Assim é que o semipresidencialismo português conhecerá novas formas e diferentes feições. Não é seguro que seja um progresso. Não há provas da superioridade, em Portugal, de qualquer das formas, parlamentar, presidencialista e ou semipresidencialista. Dado que se trata de uma história curta e recente, não temos outras experiências em democracia. Certo é que há quem prefira uma ou outras das formas conhecidas. Por boas e pelas más razões. Mas é verdade que os eventuais conflitos entre órgãos de soberania, os chamados conflitos institucionais, que são também conflitos entre pessoas e entre opções políticas, resultam deste nosso sistema semipresidencialista.

Tarefa a realizar >>
Responda em poucas palavras, com base no texto sobre o semipresidencialismo português:
(a) Há provas da superioridade, em Portugal, de alguma das formas de sistema político?
(b) Por que razão não temos outras experiências em democracia?
(c) De que resultam os chamados conflitos institucionais?

Linhas fornecidas >>
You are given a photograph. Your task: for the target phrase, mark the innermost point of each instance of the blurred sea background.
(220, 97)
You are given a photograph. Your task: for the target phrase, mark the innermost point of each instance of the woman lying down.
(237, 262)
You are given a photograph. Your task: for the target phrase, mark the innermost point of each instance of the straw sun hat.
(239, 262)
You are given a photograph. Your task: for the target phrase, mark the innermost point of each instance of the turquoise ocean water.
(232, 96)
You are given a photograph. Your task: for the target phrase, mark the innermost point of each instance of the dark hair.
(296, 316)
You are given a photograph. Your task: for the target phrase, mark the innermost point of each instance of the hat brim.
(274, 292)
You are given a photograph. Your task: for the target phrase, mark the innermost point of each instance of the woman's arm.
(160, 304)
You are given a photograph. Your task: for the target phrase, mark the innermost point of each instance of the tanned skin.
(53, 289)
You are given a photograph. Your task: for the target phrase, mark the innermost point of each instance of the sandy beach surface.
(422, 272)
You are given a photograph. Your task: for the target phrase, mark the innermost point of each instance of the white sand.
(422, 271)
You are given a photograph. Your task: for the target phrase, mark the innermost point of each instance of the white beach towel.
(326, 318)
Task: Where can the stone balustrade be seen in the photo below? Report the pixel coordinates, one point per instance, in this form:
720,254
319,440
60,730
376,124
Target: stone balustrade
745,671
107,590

--

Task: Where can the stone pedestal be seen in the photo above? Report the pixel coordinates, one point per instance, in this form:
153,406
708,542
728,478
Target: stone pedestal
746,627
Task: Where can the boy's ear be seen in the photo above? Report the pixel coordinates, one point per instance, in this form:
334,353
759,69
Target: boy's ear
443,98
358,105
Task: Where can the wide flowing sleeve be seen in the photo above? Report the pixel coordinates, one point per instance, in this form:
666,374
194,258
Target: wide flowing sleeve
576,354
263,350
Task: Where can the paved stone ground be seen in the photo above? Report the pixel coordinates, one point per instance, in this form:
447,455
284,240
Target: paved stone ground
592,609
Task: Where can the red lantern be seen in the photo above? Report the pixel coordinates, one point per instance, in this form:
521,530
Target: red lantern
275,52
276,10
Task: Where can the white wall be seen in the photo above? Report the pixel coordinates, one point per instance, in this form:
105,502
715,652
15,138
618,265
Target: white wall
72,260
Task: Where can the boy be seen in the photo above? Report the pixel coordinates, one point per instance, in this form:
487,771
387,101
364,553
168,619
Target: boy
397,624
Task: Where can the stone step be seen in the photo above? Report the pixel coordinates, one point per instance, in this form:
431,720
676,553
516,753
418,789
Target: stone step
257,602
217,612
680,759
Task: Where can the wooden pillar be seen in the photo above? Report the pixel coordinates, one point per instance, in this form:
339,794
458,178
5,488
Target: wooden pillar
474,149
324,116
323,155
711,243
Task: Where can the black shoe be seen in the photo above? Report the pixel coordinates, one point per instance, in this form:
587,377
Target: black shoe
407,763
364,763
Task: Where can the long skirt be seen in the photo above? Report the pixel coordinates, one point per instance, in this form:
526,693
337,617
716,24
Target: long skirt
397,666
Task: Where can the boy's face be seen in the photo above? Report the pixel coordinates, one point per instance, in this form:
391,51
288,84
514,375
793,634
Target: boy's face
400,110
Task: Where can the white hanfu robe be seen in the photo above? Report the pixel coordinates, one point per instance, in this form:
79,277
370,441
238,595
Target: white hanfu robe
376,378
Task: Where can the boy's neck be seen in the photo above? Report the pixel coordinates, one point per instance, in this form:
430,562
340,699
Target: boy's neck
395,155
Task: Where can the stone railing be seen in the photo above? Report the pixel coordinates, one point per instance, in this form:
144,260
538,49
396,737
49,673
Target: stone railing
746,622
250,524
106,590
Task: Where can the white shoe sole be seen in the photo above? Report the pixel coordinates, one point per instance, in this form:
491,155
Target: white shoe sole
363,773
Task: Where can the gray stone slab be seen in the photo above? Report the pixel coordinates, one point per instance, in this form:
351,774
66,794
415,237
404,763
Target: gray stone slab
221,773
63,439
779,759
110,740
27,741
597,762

--

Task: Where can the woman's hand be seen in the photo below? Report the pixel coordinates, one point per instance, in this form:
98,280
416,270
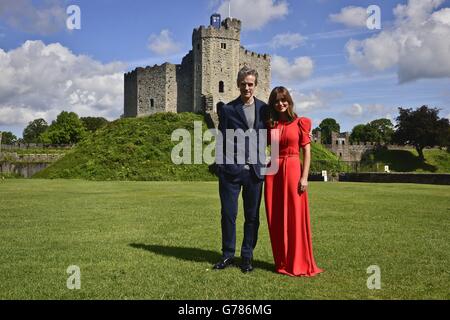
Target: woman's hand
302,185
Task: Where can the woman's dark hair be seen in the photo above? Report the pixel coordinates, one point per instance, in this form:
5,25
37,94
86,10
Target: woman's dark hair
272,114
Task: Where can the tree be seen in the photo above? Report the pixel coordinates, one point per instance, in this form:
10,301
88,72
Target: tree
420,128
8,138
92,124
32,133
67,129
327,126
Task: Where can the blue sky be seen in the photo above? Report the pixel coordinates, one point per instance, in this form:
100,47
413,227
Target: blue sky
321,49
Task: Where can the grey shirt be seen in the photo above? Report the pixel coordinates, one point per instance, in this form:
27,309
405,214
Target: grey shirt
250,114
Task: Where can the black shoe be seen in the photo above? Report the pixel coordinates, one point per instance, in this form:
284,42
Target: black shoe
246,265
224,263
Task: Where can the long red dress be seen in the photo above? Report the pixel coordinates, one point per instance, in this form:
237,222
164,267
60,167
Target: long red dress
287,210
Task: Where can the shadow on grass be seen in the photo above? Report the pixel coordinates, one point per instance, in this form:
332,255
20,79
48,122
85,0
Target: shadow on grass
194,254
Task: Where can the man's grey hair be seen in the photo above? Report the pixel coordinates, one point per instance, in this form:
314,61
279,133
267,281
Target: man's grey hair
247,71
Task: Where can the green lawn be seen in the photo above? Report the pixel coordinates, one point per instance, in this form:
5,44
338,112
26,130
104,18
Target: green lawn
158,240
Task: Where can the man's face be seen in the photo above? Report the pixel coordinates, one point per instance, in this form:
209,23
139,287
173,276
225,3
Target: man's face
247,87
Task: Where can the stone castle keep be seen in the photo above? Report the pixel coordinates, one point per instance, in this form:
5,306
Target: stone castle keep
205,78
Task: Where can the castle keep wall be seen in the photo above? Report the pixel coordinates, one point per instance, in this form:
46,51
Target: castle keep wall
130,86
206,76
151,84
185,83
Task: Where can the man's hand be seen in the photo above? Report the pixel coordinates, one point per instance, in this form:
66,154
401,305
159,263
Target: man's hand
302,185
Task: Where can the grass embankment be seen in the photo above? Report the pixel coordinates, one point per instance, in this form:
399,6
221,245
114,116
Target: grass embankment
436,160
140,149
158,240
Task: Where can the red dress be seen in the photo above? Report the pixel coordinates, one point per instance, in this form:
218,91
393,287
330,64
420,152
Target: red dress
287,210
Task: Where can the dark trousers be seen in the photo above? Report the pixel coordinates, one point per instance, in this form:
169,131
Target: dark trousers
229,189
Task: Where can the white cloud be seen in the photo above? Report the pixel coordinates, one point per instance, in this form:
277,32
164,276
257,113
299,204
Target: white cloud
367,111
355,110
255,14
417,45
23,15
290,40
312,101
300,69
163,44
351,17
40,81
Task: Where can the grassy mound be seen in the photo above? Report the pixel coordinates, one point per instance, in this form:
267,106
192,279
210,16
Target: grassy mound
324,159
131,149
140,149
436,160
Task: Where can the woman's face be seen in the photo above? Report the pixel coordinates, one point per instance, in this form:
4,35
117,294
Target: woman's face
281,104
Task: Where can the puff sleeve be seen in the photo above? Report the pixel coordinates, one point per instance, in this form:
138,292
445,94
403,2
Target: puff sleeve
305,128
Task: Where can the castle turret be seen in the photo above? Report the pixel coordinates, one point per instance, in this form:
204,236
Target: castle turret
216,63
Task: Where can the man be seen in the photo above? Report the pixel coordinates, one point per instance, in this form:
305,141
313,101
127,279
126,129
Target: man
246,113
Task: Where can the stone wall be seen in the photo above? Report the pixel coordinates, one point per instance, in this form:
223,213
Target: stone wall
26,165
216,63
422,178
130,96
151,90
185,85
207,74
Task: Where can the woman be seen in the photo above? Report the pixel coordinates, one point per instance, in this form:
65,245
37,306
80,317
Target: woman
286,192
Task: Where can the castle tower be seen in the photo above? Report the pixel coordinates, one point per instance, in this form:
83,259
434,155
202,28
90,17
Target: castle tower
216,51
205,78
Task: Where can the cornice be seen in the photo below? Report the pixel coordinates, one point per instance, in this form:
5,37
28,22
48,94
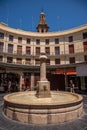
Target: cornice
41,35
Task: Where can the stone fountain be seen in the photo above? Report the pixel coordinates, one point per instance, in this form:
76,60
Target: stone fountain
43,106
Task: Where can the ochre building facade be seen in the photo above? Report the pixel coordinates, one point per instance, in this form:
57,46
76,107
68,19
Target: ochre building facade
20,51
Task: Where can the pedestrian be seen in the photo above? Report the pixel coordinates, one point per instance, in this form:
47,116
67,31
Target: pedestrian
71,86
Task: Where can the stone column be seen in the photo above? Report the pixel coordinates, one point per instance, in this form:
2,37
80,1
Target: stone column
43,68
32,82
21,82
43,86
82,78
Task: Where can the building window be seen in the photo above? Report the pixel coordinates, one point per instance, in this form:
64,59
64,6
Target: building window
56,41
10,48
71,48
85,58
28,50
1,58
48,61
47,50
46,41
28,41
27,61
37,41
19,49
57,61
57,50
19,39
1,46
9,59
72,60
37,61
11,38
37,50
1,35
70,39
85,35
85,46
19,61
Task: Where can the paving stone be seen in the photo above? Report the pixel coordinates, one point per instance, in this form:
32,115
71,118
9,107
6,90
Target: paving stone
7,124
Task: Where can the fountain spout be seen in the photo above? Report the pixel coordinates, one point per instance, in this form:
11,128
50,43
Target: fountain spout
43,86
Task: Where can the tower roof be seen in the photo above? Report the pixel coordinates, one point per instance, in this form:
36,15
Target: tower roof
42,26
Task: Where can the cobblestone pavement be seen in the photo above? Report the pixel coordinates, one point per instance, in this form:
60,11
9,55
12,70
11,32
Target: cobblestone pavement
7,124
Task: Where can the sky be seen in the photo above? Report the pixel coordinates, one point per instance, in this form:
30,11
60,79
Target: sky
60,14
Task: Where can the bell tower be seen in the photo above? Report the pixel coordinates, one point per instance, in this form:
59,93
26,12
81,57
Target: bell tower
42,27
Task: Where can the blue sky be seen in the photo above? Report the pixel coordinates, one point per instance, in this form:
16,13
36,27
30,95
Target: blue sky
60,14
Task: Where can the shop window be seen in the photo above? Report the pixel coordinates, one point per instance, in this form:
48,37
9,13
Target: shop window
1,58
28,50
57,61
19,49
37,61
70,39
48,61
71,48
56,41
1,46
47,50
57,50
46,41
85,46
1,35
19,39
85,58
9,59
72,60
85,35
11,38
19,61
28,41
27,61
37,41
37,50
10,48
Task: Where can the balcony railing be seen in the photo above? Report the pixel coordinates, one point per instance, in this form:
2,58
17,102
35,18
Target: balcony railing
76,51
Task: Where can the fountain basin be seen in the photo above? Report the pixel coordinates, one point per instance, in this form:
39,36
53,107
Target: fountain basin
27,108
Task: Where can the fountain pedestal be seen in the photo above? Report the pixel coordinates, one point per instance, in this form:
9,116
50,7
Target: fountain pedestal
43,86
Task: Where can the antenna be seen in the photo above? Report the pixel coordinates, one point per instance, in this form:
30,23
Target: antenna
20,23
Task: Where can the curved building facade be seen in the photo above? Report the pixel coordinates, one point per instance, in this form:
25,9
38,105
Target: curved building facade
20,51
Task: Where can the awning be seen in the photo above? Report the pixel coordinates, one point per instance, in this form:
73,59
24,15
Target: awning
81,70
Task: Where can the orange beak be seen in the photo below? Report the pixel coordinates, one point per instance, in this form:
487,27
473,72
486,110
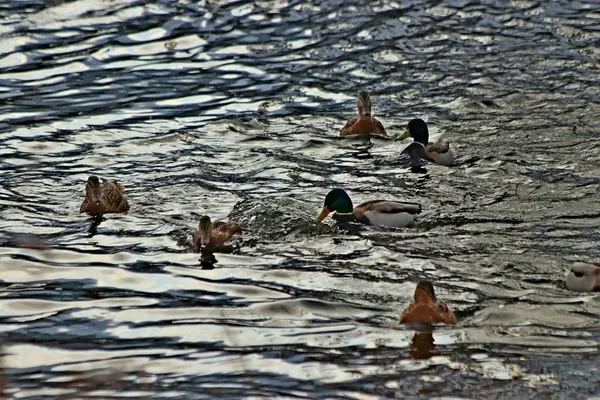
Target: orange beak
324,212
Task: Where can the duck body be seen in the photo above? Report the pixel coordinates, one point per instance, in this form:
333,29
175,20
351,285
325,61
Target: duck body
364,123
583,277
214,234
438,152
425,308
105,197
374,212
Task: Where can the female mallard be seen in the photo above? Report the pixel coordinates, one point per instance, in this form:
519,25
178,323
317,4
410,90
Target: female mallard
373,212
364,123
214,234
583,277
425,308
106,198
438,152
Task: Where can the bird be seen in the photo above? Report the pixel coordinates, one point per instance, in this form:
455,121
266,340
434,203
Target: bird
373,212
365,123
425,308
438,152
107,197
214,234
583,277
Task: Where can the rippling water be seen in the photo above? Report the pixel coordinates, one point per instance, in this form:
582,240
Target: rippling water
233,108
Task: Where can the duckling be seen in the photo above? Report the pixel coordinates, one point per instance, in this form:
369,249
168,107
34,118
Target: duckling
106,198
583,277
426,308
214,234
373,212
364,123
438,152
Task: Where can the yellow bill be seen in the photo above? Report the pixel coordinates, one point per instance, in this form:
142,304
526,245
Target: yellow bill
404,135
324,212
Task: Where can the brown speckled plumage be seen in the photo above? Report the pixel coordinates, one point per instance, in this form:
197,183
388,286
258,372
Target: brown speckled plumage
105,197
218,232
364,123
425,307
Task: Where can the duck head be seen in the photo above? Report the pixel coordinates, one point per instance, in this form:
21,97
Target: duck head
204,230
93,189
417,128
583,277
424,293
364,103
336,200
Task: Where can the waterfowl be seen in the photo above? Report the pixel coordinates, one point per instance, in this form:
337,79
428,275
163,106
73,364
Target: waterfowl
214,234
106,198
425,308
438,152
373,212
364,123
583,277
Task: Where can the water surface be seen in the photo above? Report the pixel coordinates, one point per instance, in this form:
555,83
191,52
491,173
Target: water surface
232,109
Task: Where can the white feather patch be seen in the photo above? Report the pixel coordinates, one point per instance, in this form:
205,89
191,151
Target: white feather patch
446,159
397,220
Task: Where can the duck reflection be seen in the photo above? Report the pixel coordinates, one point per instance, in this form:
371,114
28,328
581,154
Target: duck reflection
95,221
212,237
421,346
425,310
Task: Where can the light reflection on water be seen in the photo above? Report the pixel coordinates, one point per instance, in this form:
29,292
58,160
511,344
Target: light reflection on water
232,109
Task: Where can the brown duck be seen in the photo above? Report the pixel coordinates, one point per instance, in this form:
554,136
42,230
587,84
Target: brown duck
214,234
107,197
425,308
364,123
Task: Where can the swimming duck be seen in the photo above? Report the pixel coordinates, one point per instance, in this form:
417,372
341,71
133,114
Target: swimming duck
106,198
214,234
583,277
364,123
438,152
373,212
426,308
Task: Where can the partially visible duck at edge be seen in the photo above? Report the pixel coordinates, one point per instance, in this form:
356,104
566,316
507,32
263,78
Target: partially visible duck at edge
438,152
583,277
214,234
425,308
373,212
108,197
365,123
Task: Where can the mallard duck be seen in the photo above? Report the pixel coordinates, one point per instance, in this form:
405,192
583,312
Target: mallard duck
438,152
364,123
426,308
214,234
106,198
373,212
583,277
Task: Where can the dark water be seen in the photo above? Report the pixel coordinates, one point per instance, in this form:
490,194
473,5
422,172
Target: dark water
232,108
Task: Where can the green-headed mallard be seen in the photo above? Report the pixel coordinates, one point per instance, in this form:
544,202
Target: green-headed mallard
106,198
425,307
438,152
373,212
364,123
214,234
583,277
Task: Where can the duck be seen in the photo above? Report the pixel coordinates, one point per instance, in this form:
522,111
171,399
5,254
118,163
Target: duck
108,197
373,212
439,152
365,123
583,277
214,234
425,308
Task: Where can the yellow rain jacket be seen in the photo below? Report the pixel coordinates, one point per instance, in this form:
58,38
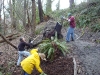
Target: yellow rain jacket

Resposta >>
(a) Não. Não há provas da superioridade de nenhuma das formas: parlamentar, presidencialista ou semipresidencialista.
(b) Porque se trata de uma história curta e recente.
(c) Resultam do nosso sistema semipresidencialista.